Source passage:
Statistical analysis of observational data

Due to the financial and political difficulties that experiments present, they remain rare, and much more research is based on the statistical analysis of observational data. Observational data refers to information collected without the presence of an explicit experiment—it comes from surveys, government administrative data, nonprofit service delivery, and other sources. Usually by obtaining and combining several datasets, researchers look for various opportunities to examine the causal effects of policy changes with statistical methods. These statistical methods, broadly called causal inference statistics (or quasi-experiments), take advantage of differences within populations, or policy changes over time and geography to estimate how effective a service or intervention is.

Individually, the strength of the evidence from a single study is limited. (This is true in any field, and it suggests prudence when changing your beliefs based on results from one study.) However, since observational data is far easier to gather and analyze than experimental data, it is possible to find many opportunities to re-examine the same policy questions. Eventually, it’s possible to examine many papers on the same subject, called a meta-analysis. Meta-analysis of observational studies have convincingly argued that increased school spending improves student outcomes, gun access leads to higher risk of suicide and homicide, and that taxes on sugary beverages are associated with lower demand for those beverages.

Although at times difficult to interpret, this slow accumulation of many observational analyses by different research groups often becomes the most informative and trustworthy source of information about potential policy changes.

Microsimulation

Although microsimulation is a lesser-known type of modeling, it remains a critical one. The news is frequently covered in estimates from microsimulation methods, such as how effective taxes would change under the Tax Cuts and Jobs Act and how many people would lose health insurance under the curtailing of the Affordable Care Act. Even a substantial part of the (in)famous Congressional Budget Office scoring of the cost of federal legislation employs microsimulation.

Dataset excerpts
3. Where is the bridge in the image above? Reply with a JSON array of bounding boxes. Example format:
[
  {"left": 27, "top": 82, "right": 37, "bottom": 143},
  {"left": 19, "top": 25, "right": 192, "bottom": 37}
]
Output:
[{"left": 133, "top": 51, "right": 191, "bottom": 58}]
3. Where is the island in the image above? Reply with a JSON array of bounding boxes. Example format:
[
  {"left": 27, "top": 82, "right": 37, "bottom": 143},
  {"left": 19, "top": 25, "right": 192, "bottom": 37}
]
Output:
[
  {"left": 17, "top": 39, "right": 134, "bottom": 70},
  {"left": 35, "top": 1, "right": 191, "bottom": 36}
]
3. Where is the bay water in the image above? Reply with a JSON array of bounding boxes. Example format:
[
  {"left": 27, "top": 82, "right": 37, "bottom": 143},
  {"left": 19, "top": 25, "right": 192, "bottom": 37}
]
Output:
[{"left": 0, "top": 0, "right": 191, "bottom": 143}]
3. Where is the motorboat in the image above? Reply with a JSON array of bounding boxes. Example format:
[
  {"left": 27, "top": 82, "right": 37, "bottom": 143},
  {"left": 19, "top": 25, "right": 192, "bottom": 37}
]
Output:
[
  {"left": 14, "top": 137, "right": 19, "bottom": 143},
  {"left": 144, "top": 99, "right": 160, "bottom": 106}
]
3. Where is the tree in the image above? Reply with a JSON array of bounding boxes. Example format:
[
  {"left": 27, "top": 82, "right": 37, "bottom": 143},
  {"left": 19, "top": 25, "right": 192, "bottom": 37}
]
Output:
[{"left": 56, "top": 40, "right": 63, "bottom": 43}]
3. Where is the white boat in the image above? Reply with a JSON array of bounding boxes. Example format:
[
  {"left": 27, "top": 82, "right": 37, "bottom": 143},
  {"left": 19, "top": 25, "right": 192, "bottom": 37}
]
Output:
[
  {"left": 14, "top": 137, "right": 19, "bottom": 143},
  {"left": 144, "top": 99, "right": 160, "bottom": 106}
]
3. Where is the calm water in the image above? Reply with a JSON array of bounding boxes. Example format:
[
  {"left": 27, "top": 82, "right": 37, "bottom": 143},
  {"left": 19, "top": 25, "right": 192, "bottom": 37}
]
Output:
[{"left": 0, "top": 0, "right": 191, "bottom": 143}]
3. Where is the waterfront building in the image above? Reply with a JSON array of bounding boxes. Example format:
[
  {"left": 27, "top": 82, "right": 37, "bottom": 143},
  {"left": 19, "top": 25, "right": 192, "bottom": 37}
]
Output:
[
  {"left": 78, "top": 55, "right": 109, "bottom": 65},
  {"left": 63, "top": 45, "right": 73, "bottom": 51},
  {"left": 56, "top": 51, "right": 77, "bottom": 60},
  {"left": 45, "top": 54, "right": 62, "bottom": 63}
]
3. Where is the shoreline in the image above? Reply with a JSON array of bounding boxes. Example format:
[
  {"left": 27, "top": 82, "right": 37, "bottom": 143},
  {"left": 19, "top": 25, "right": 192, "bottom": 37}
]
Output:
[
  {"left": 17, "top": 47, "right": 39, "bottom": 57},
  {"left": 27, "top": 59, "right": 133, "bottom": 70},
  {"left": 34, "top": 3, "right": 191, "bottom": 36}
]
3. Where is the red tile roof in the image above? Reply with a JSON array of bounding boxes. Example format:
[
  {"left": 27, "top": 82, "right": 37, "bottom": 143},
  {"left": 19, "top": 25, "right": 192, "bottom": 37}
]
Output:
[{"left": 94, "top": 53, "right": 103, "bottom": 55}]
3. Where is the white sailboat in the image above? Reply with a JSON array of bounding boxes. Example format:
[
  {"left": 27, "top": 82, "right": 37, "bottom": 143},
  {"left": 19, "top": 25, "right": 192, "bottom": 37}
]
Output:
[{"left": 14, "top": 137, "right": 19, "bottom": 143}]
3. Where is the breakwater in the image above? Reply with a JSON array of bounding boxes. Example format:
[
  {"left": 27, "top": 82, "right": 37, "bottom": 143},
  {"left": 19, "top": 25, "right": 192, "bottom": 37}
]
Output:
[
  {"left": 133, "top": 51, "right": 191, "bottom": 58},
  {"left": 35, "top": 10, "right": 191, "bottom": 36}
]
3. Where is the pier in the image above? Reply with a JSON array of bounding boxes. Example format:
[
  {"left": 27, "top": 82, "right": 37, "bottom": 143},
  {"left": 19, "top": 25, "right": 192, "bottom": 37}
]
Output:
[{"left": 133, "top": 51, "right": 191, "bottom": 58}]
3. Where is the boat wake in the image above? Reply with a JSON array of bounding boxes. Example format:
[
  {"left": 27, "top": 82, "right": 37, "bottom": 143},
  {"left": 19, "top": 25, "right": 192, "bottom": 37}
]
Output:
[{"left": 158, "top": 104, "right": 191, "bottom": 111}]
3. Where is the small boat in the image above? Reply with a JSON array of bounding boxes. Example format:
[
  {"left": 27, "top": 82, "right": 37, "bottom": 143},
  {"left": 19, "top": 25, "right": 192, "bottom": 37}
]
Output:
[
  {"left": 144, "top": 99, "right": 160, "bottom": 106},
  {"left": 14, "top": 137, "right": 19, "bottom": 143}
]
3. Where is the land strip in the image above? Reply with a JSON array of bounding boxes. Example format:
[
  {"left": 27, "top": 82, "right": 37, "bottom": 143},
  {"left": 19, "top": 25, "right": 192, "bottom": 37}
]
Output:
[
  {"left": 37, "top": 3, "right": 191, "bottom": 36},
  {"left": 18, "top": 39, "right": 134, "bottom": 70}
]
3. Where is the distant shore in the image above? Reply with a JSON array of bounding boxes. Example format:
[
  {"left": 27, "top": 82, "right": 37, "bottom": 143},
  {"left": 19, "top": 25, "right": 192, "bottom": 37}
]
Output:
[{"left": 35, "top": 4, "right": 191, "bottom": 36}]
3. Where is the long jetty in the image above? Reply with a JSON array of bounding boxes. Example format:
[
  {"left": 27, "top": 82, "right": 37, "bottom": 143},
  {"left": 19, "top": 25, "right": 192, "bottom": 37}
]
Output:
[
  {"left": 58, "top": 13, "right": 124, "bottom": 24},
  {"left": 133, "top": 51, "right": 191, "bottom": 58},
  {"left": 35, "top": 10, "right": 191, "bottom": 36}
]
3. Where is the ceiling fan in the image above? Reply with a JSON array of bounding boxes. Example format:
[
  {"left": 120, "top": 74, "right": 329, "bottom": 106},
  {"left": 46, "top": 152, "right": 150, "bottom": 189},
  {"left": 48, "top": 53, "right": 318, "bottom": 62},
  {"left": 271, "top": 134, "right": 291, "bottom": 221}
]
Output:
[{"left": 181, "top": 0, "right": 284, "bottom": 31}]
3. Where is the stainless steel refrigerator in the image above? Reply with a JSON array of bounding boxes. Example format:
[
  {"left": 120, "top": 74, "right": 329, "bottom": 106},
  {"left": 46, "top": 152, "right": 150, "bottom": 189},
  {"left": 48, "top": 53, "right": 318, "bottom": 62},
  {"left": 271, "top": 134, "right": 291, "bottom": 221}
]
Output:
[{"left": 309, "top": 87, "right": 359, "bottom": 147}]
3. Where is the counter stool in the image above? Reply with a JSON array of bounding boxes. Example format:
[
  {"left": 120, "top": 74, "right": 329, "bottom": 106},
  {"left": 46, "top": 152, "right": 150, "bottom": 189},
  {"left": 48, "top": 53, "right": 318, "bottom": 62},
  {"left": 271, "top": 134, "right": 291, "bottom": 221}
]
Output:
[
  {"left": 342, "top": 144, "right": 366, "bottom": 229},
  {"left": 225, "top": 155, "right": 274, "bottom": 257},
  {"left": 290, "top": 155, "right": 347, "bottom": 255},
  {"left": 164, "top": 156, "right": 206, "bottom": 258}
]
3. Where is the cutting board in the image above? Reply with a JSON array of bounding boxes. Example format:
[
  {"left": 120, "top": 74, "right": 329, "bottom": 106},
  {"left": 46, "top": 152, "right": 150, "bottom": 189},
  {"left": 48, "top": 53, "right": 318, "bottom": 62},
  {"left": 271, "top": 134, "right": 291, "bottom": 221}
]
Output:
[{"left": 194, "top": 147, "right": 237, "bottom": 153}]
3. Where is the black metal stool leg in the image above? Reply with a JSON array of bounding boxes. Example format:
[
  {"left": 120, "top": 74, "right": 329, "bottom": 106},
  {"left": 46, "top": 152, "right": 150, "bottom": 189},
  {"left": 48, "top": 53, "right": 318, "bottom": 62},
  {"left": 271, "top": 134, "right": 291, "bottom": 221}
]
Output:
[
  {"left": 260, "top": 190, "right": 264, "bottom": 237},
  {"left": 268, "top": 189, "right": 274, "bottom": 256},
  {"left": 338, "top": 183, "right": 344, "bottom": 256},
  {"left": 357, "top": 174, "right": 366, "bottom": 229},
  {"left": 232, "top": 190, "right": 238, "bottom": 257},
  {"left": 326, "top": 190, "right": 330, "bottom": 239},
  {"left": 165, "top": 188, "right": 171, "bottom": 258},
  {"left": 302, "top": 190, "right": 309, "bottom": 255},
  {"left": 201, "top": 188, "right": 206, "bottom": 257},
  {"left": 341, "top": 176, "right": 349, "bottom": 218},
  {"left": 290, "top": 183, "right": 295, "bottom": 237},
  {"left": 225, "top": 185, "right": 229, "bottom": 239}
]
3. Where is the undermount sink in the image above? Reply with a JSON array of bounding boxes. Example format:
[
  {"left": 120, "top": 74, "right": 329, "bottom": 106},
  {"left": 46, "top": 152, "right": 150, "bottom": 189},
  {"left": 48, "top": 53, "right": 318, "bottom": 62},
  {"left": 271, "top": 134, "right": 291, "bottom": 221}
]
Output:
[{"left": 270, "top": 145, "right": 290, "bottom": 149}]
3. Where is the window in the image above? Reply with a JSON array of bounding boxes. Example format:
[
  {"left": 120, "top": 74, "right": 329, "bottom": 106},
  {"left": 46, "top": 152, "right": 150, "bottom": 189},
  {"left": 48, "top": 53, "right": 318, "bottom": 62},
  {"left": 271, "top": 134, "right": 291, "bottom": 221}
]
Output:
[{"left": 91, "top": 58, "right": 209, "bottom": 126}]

Problems and tasks:
(A) Answer these questions using the passage on policy research methods:
(i) What sources does the passage say observational data comes from?
(ii) What is examining many papers on the same subject called?
(iii) Which piece of legislation is named in connection with estimates of how effective taxes would change?
(B) Continue the passage on policy research methods after its last sentence.

Written answers:
(A)
(i) Surveys, government administrative data, nonprofit service delivery, and other sources.
(ii) A meta-analysis.
(iii) The Tax Cuts and Jobs Act.

(B)
The Urban Institute-Brookings Institution Tax Policy Center model is perhaps the easiest to understand intuitively. The model starts with a sample of anonymized administrative data from the Internal Revenue Service, which contains lots of information about taxpayers that is specific to each person. (This puts the “micro” in microsimulation.) The model itself then does the same thing as online tax preparation software: It runs through the rules of the tax code and calculates how much this person should be paying in taxes. However, the model contains many different knobs that can be turned and switches that can be flicked, each one changing something about the way the tax code works. By altering some of these inputs, the model creates a simulation, that is, an alternative possible outcome from the real world of tax policy.

These models are highly complex, and usually take years to build. They also require a lot of information about how a set of public policies are currently affecting a population, so the data typically comes from government administration records. However, once they are built, they offer a quick and flexible lens into potential policy changes. In reality, the behavioral consequences—how people and firms react to new policy—are large enough that few experts are ever really convinced that estimates from these models are precisely correct. That said, microsimulation methods can ground policy discussions to reasonable predictions, make assumptions explicit, and give a reasonable sense of what complex and interacting policy changes might do. Compared to letting pundits invent numbers out of thin air, microsimulation offer a dramatically more rigorous approach to estimating policy outcomes.